§ **Task goal**
Convert the lines below, from the line with "Each instance of the shoreline" to the line with "x=291 y=256", into a JSON list of strings with one string per line and blank lines left out.

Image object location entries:

_ _ _

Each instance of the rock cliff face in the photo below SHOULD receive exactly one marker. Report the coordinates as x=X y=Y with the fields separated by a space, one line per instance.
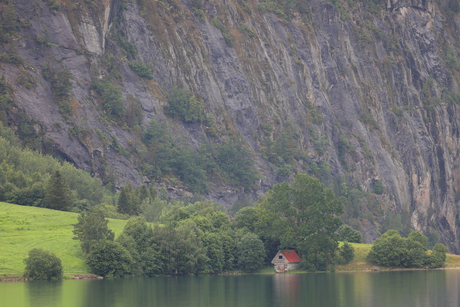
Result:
x=385 y=83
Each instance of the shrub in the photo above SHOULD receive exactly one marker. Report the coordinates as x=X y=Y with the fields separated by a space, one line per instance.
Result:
x=251 y=253
x=378 y=187
x=347 y=253
x=437 y=256
x=42 y=265
x=389 y=250
x=109 y=259
x=392 y=250
x=184 y=105
x=91 y=229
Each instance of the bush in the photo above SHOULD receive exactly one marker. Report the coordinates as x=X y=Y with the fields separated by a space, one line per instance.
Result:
x=42 y=265
x=389 y=250
x=109 y=259
x=91 y=229
x=378 y=187
x=251 y=253
x=392 y=250
x=437 y=256
x=347 y=253
x=183 y=105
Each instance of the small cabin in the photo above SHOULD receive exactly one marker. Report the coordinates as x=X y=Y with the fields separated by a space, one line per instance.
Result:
x=286 y=260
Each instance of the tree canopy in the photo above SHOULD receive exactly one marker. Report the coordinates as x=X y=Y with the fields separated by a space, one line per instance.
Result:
x=302 y=215
x=42 y=264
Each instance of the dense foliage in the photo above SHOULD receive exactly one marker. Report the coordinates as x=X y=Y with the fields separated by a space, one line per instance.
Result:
x=184 y=105
x=394 y=251
x=42 y=265
x=91 y=229
x=57 y=194
x=109 y=259
x=302 y=215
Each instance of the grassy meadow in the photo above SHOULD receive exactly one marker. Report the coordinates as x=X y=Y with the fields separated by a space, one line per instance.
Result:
x=23 y=228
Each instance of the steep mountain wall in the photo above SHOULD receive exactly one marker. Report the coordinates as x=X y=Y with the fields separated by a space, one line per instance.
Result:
x=371 y=92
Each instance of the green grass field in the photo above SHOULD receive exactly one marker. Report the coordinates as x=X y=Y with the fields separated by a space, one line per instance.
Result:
x=23 y=228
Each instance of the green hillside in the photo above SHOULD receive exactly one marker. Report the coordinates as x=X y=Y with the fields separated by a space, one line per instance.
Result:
x=23 y=228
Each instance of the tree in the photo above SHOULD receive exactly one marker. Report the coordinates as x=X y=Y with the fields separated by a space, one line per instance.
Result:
x=347 y=253
x=304 y=216
x=392 y=250
x=92 y=228
x=214 y=252
x=109 y=259
x=389 y=250
x=417 y=247
x=57 y=194
x=145 y=251
x=437 y=256
x=183 y=248
x=229 y=247
x=42 y=264
x=346 y=233
x=251 y=253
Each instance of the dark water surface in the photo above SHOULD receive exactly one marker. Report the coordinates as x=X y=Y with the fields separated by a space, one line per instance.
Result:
x=410 y=288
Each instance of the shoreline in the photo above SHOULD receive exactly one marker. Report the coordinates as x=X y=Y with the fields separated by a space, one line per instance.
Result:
x=16 y=278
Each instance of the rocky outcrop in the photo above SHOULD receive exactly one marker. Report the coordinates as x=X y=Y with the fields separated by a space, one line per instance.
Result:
x=380 y=81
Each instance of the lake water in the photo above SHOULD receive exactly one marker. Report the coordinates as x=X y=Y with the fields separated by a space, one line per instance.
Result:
x=409 y=288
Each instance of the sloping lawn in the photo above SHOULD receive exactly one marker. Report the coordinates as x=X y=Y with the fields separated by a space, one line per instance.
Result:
x=23 y=228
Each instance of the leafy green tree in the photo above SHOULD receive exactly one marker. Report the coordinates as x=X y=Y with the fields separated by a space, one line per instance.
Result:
x=250 y=253
x=184 y=105
x=389 y=250
x=57 y=194
x=183 y=248
x=437 y=256
x=91 y=229
x=417 y=247
x=145 y=251
x=220 y=220
x=304 y=216
x=229 y=247
x=215 y=252
x=347 y=253
x=109 y=259
x=346 y=233
x=42 y=264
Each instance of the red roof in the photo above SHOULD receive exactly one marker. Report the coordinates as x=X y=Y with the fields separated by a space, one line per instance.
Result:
x=291 y=256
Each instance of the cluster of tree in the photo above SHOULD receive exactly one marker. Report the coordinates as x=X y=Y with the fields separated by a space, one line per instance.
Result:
x=30 y=179
x=411 y=252
x=42 y=265
x=197 y=238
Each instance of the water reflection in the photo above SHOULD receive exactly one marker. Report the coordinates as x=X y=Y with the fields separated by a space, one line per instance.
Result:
x=408 y=289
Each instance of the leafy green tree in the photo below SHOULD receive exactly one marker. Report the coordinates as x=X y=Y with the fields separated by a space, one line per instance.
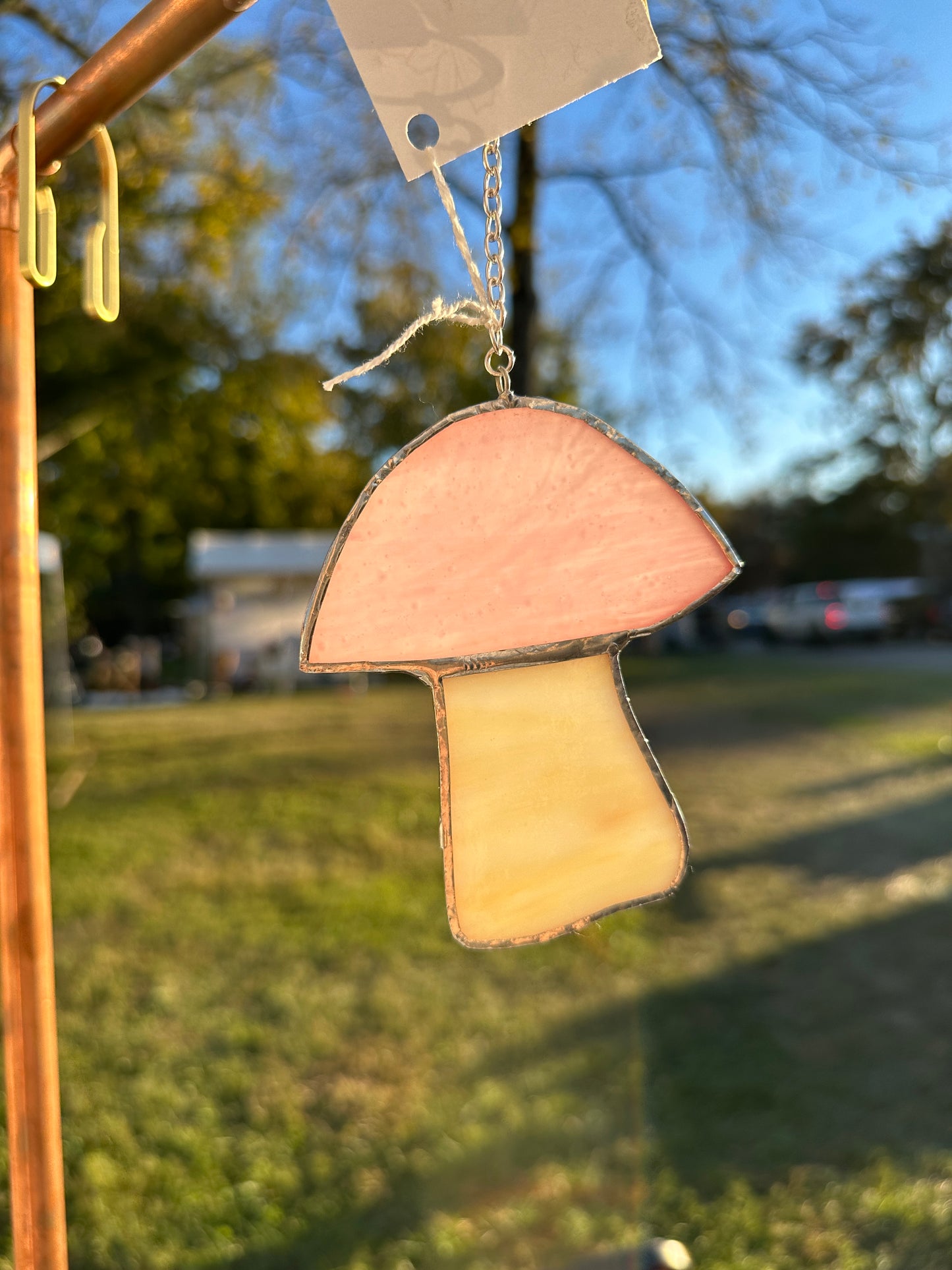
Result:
x=187 y=412
x=889 y=353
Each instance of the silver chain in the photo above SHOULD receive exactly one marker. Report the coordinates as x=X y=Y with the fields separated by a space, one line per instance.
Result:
x=501 y=359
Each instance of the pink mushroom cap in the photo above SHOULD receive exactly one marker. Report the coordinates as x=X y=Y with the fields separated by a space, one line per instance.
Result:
x=501 y=530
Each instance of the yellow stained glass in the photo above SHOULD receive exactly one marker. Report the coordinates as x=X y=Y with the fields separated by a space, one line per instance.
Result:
x=556 y=809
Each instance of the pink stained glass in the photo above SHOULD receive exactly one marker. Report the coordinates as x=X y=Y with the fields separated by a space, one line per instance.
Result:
x=512 y=529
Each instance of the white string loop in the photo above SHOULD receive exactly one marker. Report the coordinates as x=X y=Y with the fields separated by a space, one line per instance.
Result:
x=465 y=312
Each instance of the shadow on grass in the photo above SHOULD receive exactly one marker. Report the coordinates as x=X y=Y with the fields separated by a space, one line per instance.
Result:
x=874 y=846
x=833 y=1052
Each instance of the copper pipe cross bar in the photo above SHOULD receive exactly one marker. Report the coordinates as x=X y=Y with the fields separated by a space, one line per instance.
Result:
x=156 y=40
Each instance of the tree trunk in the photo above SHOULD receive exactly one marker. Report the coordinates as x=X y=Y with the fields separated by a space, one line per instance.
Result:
x=522 y=237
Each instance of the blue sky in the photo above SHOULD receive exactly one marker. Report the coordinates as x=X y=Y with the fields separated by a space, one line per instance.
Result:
x=790 y=419
x=701 y=440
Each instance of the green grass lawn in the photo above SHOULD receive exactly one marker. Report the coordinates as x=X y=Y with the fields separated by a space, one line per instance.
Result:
x=275 y=1056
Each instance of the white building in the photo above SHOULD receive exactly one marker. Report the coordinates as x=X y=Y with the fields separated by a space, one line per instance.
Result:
x=244 y=624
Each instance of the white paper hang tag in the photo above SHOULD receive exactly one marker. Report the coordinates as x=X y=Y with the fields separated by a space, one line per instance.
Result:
x=485 y=68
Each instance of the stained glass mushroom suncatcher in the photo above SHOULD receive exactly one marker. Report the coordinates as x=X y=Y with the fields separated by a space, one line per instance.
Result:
x=505 y=558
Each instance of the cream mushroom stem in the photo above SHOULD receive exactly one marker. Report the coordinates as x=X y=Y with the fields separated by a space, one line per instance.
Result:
x=553 y=811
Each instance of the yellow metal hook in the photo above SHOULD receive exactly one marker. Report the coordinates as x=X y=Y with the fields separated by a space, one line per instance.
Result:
x=37 y=206
x=101 y=278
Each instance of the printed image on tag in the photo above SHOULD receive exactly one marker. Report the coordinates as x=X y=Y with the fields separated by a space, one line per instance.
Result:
x=479 y=70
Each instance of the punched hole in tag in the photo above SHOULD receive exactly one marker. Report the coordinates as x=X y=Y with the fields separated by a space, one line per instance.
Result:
x=423 y=131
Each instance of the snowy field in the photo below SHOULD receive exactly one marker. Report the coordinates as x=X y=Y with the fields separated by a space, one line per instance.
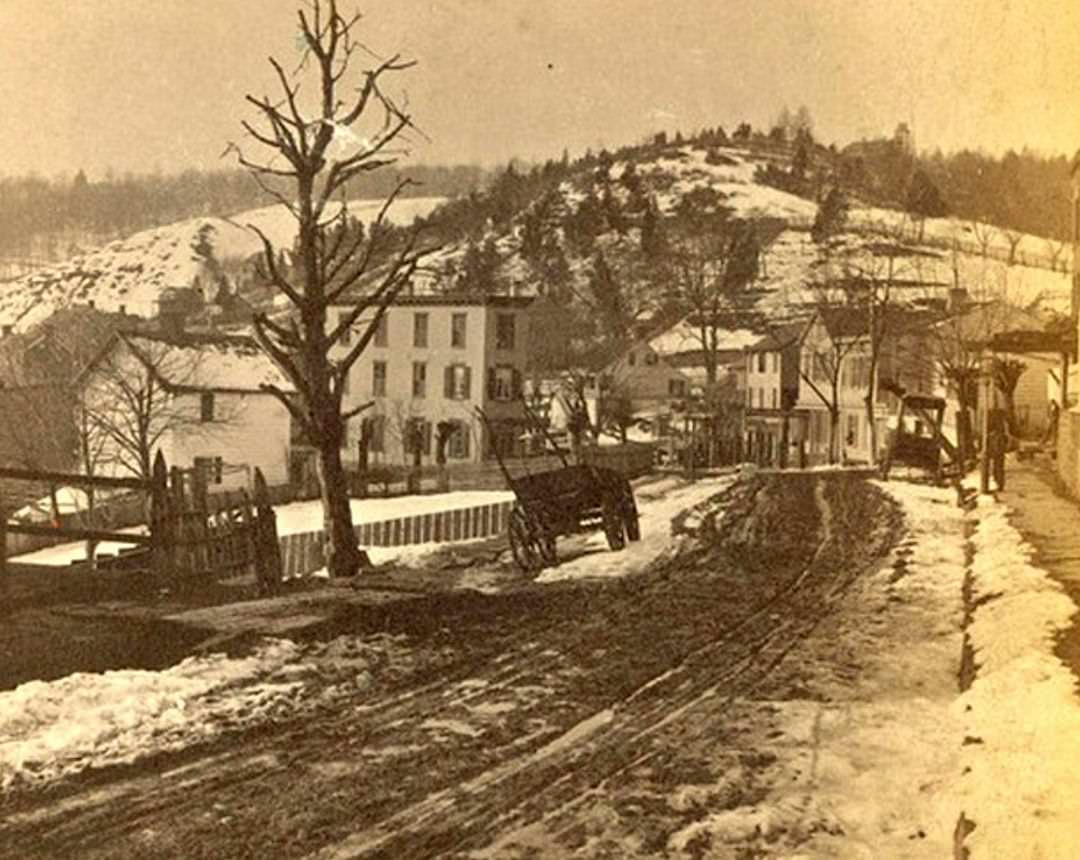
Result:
x=297 y=518
x=1021 y=782
x=133 y=271
x=52 y=729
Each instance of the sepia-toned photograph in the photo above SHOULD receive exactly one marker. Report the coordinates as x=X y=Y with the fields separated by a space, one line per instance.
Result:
x=540 y=429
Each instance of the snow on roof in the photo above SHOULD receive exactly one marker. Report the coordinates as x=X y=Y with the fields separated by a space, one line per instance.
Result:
x=210 y=362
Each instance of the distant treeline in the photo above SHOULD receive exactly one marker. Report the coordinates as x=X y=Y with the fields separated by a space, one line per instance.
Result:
x=48 y=218
x=1018 y=191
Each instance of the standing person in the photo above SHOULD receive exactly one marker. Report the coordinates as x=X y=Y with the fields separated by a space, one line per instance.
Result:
x=1051 y=435
x=997 y=445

_ _ _

§ **Response below**
[
  "Each instance of the shoreline in the photo above SHOULD receive exactly one marker. Report the coordinates as x=X y=Y with the fields separated by a space, one line per instance.",
  "Result:",
  "x=16 y=278",
  "Each instance of the rocky outcrop in the photo above SHOULD receive exactly one marker. Report the coordinates as x=X y=Y with the fields separated by a space, one line per instance.",
  "Result:",
  "x=380 y=81",
  "Each instance of the lake water in the photo above SHOULD receive exactly one marker. Report the coordinates as x=X y=Y with the fields separated by a space, one line per instance.",
  "Result:",
  "x=409 y=288",
  "Each instance of the sloping lawn in the photo above SHOULD receive exactly one marker. Report the coordinates as x=X y=Y with the fields separated by a space, one line per instance.",
  "Result:",
  "x=23 y=228",
  "Each instance of the leafy green tree in the photo above SHOULD receive exactly one marker. Report the coordinates as x=X y=Y with the fields separated by a space, one line per instance.",
  "Result:",
  "x=250 y=253",
  "x=184 y=105",
  "x=389 y=250",
  "x=57 y=194",
  "x=183 y=248",
  "x=437 y=256",
  "x=91 y=229",
  "x=417 y=247",
  "x=145 y=251",
  "x=220 y=220",
  "x=304 y=216",
  "x=229 y=247",
  "x=215 y=252",
  "x=347 y=253",
  "x=109 y=259",
  "x=346 y=233",
  "x=42 y=264",
  "Each instance of the red roof in the photo above SHOULD receive exactly one marker. Report the coordinates as x=X y=Y with the fields separated by a space, one line per instance.",
  "Result:",
  "x=291 y=256"
]